▶ ZU ERLEDIGEN
(a) Wie lässt sich der folgende Textauszug über die COP29 in zwei Sätzen zusammenfassen?
(b) Wie lautet im folgenden Textauszug über die COP29 alles von „Am 11. November“ bis hinunter zu „Politik zu verschleiern.“, wenn du darin „Tagesordnung“ zu „Agenda“ änderst?

▶ TEXTAUSZUG
_ _ _ _
Am 11. November eröffneten Tausende von Staats- und Regierungschef*innen, internationalen Akteur*innen und Vertreter*innen der Zivilgesellschaft die 29. Klimakonferenz der Vereinten Nationen (COP29) in Baku. Angesichts der steigenden Treibhausgasemissionen und der zunehmenden globalen Erwärmung hat der diesjährige Gipfel die Klimafinanzierung zu Recht ganz oben auf die Tagesordnung gesetzt. Aber der Veranstaltungsort ist alles andere als ideal: Das aserbaidschanische Regime setzt darauf, dass es das Treffen nutzen kann, um seine Klimabilanz und seine zunehmend repressive Politik zu verschleiern.
_ _ _ _
▶ DATENSATZ
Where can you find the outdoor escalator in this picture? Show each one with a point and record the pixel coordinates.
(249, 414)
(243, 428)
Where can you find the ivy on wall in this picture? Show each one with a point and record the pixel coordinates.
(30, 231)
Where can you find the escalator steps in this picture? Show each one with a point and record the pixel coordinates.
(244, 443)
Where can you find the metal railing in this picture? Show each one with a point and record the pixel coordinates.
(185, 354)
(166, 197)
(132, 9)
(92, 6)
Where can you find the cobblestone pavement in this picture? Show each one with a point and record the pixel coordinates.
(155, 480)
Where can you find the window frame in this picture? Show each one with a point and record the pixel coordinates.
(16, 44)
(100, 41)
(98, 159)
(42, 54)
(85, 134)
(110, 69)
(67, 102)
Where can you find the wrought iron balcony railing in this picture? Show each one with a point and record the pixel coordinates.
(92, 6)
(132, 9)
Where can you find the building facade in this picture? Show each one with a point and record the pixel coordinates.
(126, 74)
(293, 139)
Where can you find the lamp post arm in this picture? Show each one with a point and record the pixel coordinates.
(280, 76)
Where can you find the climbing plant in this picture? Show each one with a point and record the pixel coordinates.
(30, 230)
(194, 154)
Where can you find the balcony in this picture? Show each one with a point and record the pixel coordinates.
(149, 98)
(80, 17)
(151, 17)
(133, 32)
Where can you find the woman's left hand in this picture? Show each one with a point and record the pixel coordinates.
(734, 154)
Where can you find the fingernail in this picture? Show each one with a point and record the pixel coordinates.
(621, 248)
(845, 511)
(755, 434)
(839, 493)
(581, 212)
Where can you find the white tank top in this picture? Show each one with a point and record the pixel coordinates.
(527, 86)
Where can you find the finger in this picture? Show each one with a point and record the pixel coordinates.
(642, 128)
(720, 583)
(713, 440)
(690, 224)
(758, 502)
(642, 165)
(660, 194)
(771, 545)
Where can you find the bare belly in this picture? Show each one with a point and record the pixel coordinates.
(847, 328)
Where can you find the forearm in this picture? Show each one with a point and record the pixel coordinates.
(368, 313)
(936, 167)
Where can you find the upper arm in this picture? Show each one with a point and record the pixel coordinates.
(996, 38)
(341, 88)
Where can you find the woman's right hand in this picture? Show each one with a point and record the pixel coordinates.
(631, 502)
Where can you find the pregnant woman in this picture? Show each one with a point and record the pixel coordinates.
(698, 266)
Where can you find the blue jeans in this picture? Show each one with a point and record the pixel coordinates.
_ _ _ _
▶ ANTWORTEN
(a) Am 11. November wurde in Baku die 29. Klimakonferenz der Vereinten Nationen (COP29) eröffnet, die angesichts steigender Treibhausgasemissionen und zunehmender globaler Erwärmung die Klimafinanzierung ganz oben auf die Tagesordnung gesetzt hat. Der Veranstaltungsort ist jedoch alles andere als ideal, weil das aserbaidschanische Regime darauf setzt, das Treffen nutzen zu können, um seine Klimabilanz und seine zunehmend repressive Politik zu verschleiern.

(b)
Am 11. November eröffneten Tausende von Staats- und Regierungschef*innen, internationalen Akteur*innen und Vertreter*innen der Zivilgesellschaft die 29. Klimakonferenz der Vereinten Nationen (COP29) in Baku. Angesichts der steigenden Treibhausgasemissionen und der zunehmenden globalen Erwärmung hat der diesjährige Gipfel die Klimafinanzierung zu Recht ganz oben auf die Agenda gesetzt. Aber der Veranstaltungsort ist alles andere als ideal: Das aserbaidschanische Regime setzt darauf, dass es das Treffen nutzen kann, um seine Klimabilanz und seine zunehmend repressive Politik zu verschleiern.